• Texte source:
C’est un procès qu’on pourrait qualifier de surréaliste, qui s’est tenu le 22 février dernier au tribunal militaire de Bellizone, devant lequel un sous-officier de l’armée helvétique était poursuivi, en application de l’article 94 du Code pénal militaire, du chef de participation aux actions d’une « armée étrangère » sans autorisation du Conseil fédéral. Sa condamnation est assez légère, mais on peut s’interroger sur son bien-fondé, non pas légal, mais moral. Si la neutralité suisse est un absolu, alors elle est une idole… Une narration de BBC News.
Un tribunal militaire suisse vient de condamner un ancien soldat1 parti combattre le groupe État islamique [EI] en Syrie.
Johan Cosar avait tiré parti de ce que son entraînement militaire lui avait appris pour recruter des centaines d’hommes afin de défendre des communautés chrétiennes contre l’EI.
Il a été jugé coupable d’avoir porté atteinte à la neutralité et à la sécurité suisses en rejoignant une armée étrangère, et a été condamné à trois mois de prison avec sursis et à une amende de 500 francs suisses [environ 440 €].

• Extrait du corpus:
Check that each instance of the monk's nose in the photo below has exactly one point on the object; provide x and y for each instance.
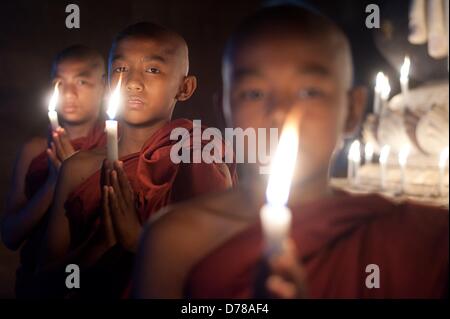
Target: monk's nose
(280, 107)
(134, 83)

• Consigne écrite A: Relevez les dates, durées, montants et numéros d'article mentionnés dans le texte sur le procès.
• Consigne écrite B: Transcrivez le texte sur le procès, depuis «Un tribunal militaire» jusqu'à «[environ 440 €].».

• Résultat A:
- 22 février
- article 94
- trois mois
- 500 francs suisses
- environ 440 €

• Résultat B:
Un tribunal militaire suisse vient de condamner un ancien soldat1 parti combattre le groupe État islamique [EI] en Syrie.
Johan Cosar avait tiré parti de ce que son entraînement militaire lui avait appris pour recruter des centaines d’hommes afin de défendre des communautés chrétiennes contre l’EI.
Il a été jugé coupable d’avoir porté atteinte à la neutralité et à la sécurité suisses en rejoignant une armée étrangère, et a été condamné à trois mois de prison avec sursis et à une amende de 500 francs suisses [environ 440 €].